INSTRUCTIONS FOR THE TASK:
Reproduce the Harper article from "The antebellum period, during" to "and social activism.", changing every "Baltimore" to "the city".

SELECTED EXCERPT:
------------------------------------------------------------
The antebellum period, during which Harper came of age in Baltimore, threaded the needle between revolution and submission in a slave state, Jackson added.
“It’s not surprising that, you know, Thurgood Marshall, Pauli Murray and Clarence Mitchell, that they’re all from the same community in Baltimore,” he said. “They’re inheritors of this political legacy that Harper is connected to.”
‘We are all bound up together’
Orphaned at the age of 3, Harper was raised by her aunt and uncle, Henrietta and Rev. William J. Watkins Sr., who shaped their niece’s political and social activism.
Her uncle ministered at the Sharp Street Methodist Church and formed the Watkins’ Academy for Negro Youth, which educated 50 Black students annually, including Harper, in the neighborhood now known as Sharp Leadenhall.
“She’s growing up in this household with, at least for a time, you know, where her uncle is the most prominent Black abolitionist thinker and writer in the mid-Atlantic,” Jackson said.
Watkins’ tutelage and fierce anti-slavery and anti-colonial rhetoric left a deep impact on Harper, who at 20 years old published her first book of poetry, “Forest Leaves,” which highlighted her abolitionism. She published nine more volumes of poetry, a novel and several short stories and essays.
She taught in Ohio, assisted freedom seekers along the Underground Railroad in Pennsylvania, delivered sharp rebukes of efforts to divide African Americans’ and women’s rights, and founded the National Association of Colored Women in 1896.
Following the end of the Civil War, Harper delivered a speech at the National Women’s Rights Convention in New York City and called out white women for not acknowledging that the fight for equality between the sexes must include women of color.
“We are all bound up together in one great bundle of humanity, and society cannot trample on the weakest and feeblest of its members without receiving the curse in its own soul,” she said. “You tried that in the case of the Negro. … You white women speak here of rights. I speak of wrongs.”
Wiggins-Jackson, who designed the pop-up exhibit on Harper, said it’s maddening how many Black revolutionary voices are lost to time. That’s why the work of the Billie Holiday Center is so important, she said.
------------------------------------------------------------
DATASET:

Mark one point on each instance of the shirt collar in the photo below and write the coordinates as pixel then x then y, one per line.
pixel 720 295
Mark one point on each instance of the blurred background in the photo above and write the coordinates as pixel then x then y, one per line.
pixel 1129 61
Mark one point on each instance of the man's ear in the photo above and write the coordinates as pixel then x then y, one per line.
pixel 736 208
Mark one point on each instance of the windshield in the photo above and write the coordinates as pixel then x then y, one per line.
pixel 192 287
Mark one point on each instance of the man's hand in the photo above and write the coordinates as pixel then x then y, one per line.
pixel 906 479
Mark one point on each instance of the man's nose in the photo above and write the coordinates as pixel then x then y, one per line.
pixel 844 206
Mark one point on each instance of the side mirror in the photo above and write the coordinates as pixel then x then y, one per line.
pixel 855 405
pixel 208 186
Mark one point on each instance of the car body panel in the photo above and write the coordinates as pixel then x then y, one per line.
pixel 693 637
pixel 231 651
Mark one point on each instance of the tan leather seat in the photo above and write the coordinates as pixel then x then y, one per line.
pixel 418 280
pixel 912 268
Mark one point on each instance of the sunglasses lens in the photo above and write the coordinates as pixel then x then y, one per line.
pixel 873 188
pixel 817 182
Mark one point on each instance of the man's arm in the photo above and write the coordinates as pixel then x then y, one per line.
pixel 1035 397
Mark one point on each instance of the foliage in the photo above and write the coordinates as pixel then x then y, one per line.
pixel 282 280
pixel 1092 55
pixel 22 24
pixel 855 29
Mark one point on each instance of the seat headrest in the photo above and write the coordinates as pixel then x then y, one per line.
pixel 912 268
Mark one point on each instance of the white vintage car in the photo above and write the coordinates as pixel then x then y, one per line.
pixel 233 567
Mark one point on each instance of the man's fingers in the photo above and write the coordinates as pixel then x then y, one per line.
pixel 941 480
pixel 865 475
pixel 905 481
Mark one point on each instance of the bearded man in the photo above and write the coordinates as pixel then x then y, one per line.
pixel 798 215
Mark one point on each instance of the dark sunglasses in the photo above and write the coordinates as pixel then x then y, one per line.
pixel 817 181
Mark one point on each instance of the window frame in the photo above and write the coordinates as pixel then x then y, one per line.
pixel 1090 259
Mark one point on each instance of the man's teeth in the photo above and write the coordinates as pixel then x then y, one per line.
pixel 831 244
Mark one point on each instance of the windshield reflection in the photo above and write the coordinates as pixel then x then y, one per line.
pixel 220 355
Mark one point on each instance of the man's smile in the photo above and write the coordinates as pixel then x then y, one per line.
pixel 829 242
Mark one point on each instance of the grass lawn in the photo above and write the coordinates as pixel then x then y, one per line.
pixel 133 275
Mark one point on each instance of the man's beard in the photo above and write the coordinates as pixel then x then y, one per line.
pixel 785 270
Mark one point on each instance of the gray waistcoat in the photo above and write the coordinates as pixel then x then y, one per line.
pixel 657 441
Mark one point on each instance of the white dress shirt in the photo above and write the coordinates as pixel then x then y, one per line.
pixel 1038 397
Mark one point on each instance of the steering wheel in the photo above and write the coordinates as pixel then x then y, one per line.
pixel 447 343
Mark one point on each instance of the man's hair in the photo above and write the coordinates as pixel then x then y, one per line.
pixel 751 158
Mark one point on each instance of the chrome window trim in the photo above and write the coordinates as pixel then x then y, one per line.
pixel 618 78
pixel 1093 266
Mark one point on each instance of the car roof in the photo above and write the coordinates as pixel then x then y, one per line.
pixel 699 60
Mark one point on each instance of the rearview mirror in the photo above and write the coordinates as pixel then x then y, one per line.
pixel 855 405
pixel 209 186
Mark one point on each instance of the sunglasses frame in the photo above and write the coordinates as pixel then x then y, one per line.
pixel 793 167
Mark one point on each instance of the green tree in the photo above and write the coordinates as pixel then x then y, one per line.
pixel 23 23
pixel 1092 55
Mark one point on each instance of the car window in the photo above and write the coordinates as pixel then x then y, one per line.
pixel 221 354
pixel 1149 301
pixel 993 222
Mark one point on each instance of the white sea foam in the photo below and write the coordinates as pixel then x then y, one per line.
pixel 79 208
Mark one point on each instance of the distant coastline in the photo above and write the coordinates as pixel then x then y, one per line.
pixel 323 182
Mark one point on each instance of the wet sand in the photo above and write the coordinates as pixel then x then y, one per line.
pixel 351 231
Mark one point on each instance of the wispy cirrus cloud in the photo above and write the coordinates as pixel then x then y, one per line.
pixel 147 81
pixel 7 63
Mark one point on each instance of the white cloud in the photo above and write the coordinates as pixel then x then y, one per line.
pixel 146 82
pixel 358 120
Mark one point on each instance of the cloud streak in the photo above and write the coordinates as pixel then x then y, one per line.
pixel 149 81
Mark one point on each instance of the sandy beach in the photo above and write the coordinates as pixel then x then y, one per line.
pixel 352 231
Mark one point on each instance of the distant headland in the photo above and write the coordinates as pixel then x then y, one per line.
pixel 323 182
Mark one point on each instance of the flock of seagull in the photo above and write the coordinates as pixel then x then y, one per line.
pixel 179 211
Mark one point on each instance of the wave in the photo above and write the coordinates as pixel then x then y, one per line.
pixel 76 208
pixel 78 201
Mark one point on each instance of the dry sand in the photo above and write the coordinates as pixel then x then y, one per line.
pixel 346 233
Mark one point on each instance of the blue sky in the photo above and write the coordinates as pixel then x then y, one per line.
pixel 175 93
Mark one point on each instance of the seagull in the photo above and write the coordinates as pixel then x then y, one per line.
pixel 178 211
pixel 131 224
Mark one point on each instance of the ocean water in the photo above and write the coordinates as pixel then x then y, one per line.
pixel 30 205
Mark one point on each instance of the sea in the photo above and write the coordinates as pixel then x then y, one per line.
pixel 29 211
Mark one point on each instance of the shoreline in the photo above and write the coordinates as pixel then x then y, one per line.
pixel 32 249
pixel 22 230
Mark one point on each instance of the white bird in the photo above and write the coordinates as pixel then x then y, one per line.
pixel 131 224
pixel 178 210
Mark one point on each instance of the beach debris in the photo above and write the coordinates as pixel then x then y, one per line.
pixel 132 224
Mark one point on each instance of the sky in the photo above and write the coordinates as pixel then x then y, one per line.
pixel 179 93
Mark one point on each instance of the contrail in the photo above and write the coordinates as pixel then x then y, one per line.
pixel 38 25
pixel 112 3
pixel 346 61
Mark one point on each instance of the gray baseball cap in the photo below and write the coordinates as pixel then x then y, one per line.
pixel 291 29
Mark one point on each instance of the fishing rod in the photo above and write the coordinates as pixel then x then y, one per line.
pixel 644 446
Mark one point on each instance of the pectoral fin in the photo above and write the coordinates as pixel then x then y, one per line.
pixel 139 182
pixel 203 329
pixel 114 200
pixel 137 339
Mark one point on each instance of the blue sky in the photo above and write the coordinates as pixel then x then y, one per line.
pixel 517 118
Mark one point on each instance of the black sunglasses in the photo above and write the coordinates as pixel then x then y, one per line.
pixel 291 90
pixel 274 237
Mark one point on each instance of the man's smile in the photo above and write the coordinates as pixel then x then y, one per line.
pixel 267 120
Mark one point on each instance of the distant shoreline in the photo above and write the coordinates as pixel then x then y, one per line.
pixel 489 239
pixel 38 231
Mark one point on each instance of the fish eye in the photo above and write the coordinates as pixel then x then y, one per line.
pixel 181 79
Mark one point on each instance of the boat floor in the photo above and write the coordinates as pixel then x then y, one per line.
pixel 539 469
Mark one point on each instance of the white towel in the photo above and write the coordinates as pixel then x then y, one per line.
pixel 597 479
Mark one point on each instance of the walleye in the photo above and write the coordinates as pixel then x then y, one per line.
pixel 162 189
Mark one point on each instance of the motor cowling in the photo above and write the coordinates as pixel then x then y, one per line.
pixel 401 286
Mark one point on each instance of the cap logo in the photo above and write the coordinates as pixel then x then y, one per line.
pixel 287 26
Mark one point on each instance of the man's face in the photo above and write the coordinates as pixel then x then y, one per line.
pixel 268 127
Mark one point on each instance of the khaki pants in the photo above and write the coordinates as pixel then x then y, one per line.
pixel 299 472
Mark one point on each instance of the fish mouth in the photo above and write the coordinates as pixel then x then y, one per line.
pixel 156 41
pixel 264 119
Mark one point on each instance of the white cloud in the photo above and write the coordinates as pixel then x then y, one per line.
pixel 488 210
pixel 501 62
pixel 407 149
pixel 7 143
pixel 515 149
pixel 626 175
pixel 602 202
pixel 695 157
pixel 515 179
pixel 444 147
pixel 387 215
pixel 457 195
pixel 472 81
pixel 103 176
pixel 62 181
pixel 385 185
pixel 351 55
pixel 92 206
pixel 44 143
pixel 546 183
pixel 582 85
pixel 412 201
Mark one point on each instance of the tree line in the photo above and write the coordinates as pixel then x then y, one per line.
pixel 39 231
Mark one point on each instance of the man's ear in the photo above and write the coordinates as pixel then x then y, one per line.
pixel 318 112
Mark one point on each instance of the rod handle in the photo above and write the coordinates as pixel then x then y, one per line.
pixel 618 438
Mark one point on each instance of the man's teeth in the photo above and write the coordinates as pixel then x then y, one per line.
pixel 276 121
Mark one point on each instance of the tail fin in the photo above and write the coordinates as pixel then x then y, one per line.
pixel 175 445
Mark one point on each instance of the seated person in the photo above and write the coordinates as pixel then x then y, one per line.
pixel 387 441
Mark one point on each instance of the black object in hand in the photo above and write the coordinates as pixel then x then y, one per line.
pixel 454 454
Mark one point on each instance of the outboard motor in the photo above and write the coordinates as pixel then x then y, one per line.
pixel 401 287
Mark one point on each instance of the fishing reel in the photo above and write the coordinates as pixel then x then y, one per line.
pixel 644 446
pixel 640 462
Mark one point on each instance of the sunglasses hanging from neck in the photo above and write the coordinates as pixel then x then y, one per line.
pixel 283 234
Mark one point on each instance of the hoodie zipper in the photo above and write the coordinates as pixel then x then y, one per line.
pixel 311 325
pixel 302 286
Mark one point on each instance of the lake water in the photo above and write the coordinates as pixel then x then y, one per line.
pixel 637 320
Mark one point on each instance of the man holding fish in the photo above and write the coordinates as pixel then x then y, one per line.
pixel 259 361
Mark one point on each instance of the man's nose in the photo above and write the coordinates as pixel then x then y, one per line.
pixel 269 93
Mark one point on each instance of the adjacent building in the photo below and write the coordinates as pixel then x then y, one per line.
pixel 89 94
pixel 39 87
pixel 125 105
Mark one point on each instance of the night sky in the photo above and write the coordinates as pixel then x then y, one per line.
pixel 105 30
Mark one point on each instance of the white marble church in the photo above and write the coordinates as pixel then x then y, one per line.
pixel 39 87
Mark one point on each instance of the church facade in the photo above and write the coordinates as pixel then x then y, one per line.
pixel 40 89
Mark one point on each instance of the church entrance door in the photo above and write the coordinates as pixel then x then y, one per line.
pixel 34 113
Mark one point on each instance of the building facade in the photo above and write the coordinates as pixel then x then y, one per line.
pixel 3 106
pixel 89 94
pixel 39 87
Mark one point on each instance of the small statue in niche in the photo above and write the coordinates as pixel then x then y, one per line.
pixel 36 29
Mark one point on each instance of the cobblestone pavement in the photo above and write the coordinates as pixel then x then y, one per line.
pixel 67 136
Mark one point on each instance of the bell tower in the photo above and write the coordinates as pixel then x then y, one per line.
------------------------------------------------------------
TASK SOLUTION:
The antebellum period, during which Harper came of age in the city, threaded the needle between revolution and submission in a slave state, Jackson added.
“It’s not surprising that, you know, Thurgood Marshall, Pauli Murray and Clarence Mitchell, that they’re all from the same community in the city,” he said. “They’re inheritors of this political legacy that Harper is connected to.”
‘We are all bound up together’
Orphaned at the age of 3, Harper was raised by her aunt and uncle, Henrietta and Rev. William J. Watkins Sr., who shaped their niece’s political and social activism.